- _抜粋テキスト_
——————————

こうした推薦文的レビューというのは、ともすれば映画ファン同士の社交と自己満足が優先されたはしゃぎ方にも見えて、(殊に僕自身のようなタイプの)外野の気持ちを冷めさせかねない部分もあると思い、つとめて冷静な感想を書いたつもりだけれど、野心作であることは疑いないし、上に挙げた細かな弱点を覆して余りある力を持った傑作だと思います。
例えばかつての『となりのトトロ』と『火垂るの墓』のように、夏の『サマーウォーズ』と同時上映にしてくれていたとしたら、互いの弱点を補いつつ、インパクトと重量感を強めあう良い組み合わせだったんじゃないかと思う。
どこかの名画座でこの組み合わせ、やってくれないかな。

11日追記 『マイマイ新子』と『赤毛のアン』

マイマイ新子との出会いのきっかけを作ってくれたid:Dersuさんが、レビューの後半部を加筆されていて、大変面白く読んだ(彼のものだけでなく、web上に次々にupされている感想には、自身の根本を見つめるような刺激的なものが多い)。
http://d.hatena.ne.jp/Dersu/20091202

この闘いは決して無価値ではなく、ここでふりしぼった勇気と得た経験は、
生涯自分を力づけてくれる類のものだ。もし何もしなかったとしたら、
別れに際してタツヨシは笑えただろうか?

たとえそれが周囲からははた迷惑であったり、道徳的には批判されてしかるべきものを含んでいた場合でも(あるいは、その時点で無思慮や無分別を含んでいたとしても)、それを引き受けて尚行動すべき時というのは、確実にあると思う(僕の場合、紡木たくホットロード』で、主人公の和希が、自分に向き合う担任教師の真摯さを内心理解しながら、それでもハルヤマとの同棲生活に身を投じるシーンを、すぐに思い出す)。
人は社会の中で、勇気のなさを「分別」と言い換えるような退廃したシニシズムに、往々にして陥りやすいものだからこそ。
そこまで意識的であるとは言えない、新子たちの子供らしい突飛な行動に重ねて、こうした話をするのはやや無理があるかもしれない。
ただ、自分を振り返ってみると、物心ついてからだって、オッチョコチョイでお調子者で、安易に他人に同情して走り出しては、結局自分と相手との落差を埋めることも、逆に開き直ることもできず、却って関係を微妙なものにしてしまうようなことが多かった。戦うべきことと飲み込み流すべきことの見境いが、今も付かないことが多い。
人は、ある程度物事を割り切り、開き直らなければ生きられないし、世の中も回らないけれど、それでも同時に、こうしたカタの付かない逡巡の積み重なりが、自分と他者やこの世界とを繋ぐ、大切な重石になっているという実感もある。
子供が信じたがっている正義や安心感を覆すような大人の素顔を見せながら、一方でシニシズムを先回りしない。
新子やタツヨシが見たものや、その結果について、先回りした主張をしすぎない、真摯に子供たちに向き合った結果であろう節度が、この映画の最大の魅力だと僕は思う。

もうひとつ、「空想の力」について。
僕が『マイマイ新子』を観るにあたって真っ先に連想したのが、『赤毛のアン』だった。

——————————

- _抜粋データ_
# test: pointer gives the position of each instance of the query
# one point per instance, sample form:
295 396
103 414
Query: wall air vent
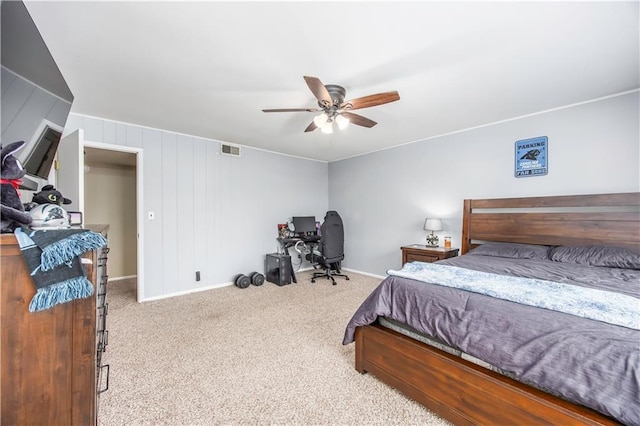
230 150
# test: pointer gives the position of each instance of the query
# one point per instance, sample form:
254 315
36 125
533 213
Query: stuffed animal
13 213
48 195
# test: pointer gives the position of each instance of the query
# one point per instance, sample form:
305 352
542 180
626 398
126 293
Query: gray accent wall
384 197
214 213
24 107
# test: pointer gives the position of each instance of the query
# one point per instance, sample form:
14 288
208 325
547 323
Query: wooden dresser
48 358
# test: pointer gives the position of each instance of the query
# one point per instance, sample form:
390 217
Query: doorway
113 196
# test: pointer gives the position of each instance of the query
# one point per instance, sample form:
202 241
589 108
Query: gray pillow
512 250
609 256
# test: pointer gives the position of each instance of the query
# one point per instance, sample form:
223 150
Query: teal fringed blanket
599 305
52 258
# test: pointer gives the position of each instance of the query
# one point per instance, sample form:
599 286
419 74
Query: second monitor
304 225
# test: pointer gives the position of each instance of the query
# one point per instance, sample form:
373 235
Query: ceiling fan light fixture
320 119
342 122
327 128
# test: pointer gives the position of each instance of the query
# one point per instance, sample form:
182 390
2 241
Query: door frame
139 205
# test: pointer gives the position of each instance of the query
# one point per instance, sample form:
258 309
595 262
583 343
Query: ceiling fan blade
319 91
371 100
311 127
291 110
358 119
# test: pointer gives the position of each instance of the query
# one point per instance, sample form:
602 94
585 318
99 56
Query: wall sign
531 157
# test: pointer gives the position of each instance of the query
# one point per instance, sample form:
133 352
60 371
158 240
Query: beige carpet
260 355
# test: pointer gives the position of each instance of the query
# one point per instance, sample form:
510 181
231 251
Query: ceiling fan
333 107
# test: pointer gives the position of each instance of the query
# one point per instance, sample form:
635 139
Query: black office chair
330 249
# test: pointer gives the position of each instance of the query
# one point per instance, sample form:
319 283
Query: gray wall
384 197
24 106
213 213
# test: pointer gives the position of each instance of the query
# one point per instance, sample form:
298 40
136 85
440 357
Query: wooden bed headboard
606 219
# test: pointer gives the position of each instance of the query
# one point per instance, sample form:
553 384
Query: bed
467 355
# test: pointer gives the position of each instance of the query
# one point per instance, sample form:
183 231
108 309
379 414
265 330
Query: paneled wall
213 213
384 197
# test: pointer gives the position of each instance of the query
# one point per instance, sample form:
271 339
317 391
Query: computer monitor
304 224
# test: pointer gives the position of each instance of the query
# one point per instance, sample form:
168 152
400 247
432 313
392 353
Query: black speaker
278 268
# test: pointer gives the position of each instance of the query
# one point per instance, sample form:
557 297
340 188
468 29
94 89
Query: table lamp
432 225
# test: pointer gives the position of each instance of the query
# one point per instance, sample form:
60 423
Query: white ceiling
209 68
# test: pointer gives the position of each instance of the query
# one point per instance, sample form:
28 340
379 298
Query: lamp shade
433 224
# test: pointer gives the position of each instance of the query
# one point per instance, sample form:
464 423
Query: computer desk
287 243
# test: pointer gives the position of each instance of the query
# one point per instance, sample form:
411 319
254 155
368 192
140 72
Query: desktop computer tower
278 268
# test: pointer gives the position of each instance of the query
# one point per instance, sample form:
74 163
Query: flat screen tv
36 99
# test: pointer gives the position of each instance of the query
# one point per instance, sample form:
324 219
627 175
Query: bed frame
461 391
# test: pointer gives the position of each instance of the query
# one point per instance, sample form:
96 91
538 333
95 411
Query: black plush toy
50 195
13 214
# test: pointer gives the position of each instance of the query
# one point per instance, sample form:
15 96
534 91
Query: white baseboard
365 273
127 277
182 293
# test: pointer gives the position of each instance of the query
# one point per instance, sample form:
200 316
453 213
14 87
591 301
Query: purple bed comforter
588 362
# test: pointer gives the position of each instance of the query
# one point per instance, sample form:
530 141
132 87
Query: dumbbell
242 281
256 278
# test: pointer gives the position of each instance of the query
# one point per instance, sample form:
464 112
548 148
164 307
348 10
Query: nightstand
423 253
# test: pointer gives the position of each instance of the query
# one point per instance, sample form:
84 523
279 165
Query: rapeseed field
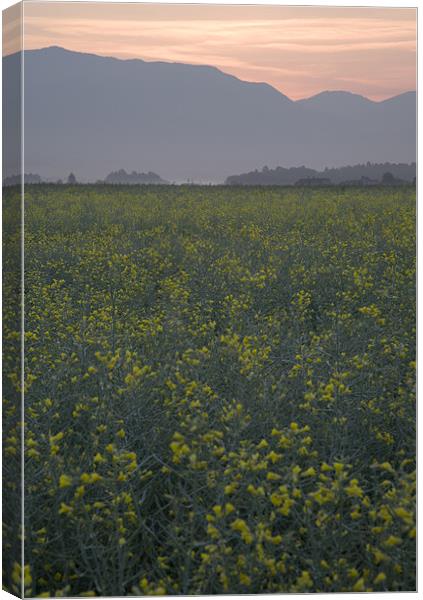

——————————

- _課題_
上にある映画『マイマイ新子』の感想文を、最後の一文の後から書き継げ。

- _結果_
自分にとって『赤毛のアン』は、アニメのオールタイムベスト1級の作品で、最初のうち、田舎の描写や新子の空想の様子に、もう一つ魅力を感じにくかったのは、正直、『アン』を期待するが故の比較が念頭にあったせいもあると思う。
アンの空想の根が、孤独な生い立ちや、それが影を落とした故でもあるちょっとエキセントリックな性格にあり、そうした彼女の「空想による世界の見立て遊び」が、マシュウやダイアナを喜ばせ、受け入れられることをきっかけに、現実への出口を持ち、それを豊かにしていくことに、強い共感と憧れを感じた。
その点、空想の動機や背景については、新子は随分フラットで、あそこまで妄想に埋没する根拠が見えにくかった。
勿論、元気で素直な性質込みで、これは新子の魅力であり、間口の広さでもあるのだけれど、彼女をそう在らしめている彼女が住んでいる世界、昭和の田舎の(見た目のディティールだけではない)住んでいる人たち、特に大人の描写に物足りなさを感じたことだけは確かだ。
だから、新子の空想の根を感じにくかった(ちょっと意地悪く言うと「想像力の礼賛」先にありきというか、大人や元学校優等生が喜びそうな子供像っぽく見えて、抵抗を感じた。みんなで遊び廻るようになってからの見立てごっこでは、ほとんど気にならなくなったが)。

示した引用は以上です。